This must not be confused with assessments of item-specific proportion congruency effects where stimuli are presented multiple times and the proportion of, for instance, congruent versus incongruent trials for each stimulus is manipulated (e.g., stimulus A 75% congruent, stimulus B 25% congruent). In the present experiments, each stimulus was only probed once. The item-specific manipulation we refer to is only related to whether the S–C and S–A mapping for a stimulus repeated or switched between its single prime and probe instance. As each stimulus was only associated with either a single item-specific switch or repetition in S–C and S–A mapping, the respective S–C/S–A switch proportions associated with a single stimulus are always either 0% or 100%. Framed differently, each individual stimulus was contingency unbiased. Repetitions/switches in S–C and S–A mapping occurred for the first and only time during the single probe instance of each stimulus. Thus, item-specific learning of the frequency of switches in S–C and S–A mapping could not occur.

Please note that the prime and probe instances of specific stimuli never occurred on two consecutive trials. Our S–C switch effects, therefore, differ from task switching effects that are observed from trial N-1 and trial N (e.g., Kiesel et al. 2010, for a review). In the present item-specific paradigm, task switching effects are observed independent from the item-specific S–C and S–A switch effects (see Pfeuffer et al. 2017).

CR = classification repetition, CS = classification switch; AR = action repetition, AS = action switch.

Please note that memory recall performance is not informative about whether S-R switch proportion affected S-R encoding and/or retrieval processes, as probe trials occurred in between prime and memory recall trials. Probe S-R repetitions should have supported recall, whereas probe S-R switches should have obstructed it. Thus, it cannot be determined whether differences in recall performance are to be attributed to differences in prime encoding or the respective probe S-R switch condition. Memory recall data can therefore only be used to assess whether participants attended to verbal codes.

*Instruction 1:*
List the abbreviations that are given a definition in the text on item-specific switch effects, each with what it stands for.
*Instruction 2:*
Please print word for word the part of the text on item-specific switch effects starting with "Please note that the" and going on through "et al. 2017).".

*Data provided:*
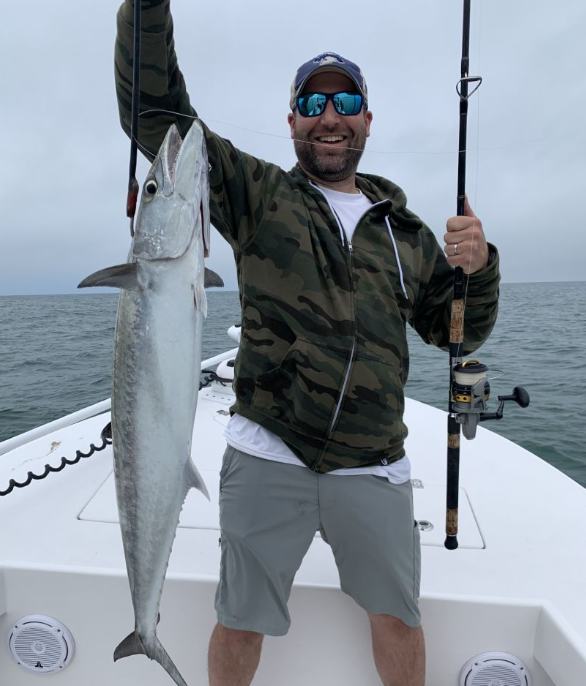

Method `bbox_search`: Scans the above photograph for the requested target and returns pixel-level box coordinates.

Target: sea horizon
[0,279,586,298]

*Complete response 1:*
CR = classification repetition
CS = classification switch
AR = action repetition
AS = action switch

*Complete response 2:*
Please note that the prime and probe instances of specific stimuli never occurred on two consecutive trials. Our S–C switch effects, therefore, differ from task switching effects that are observed from trial N-1 and trial N (e.g., Kiesel et al. 2010, for a review). In the present item-specific paradigm, task switching effects are observed independent from the item-specific S–C and S–A switch effects (see Pfeuffer et al. 2017).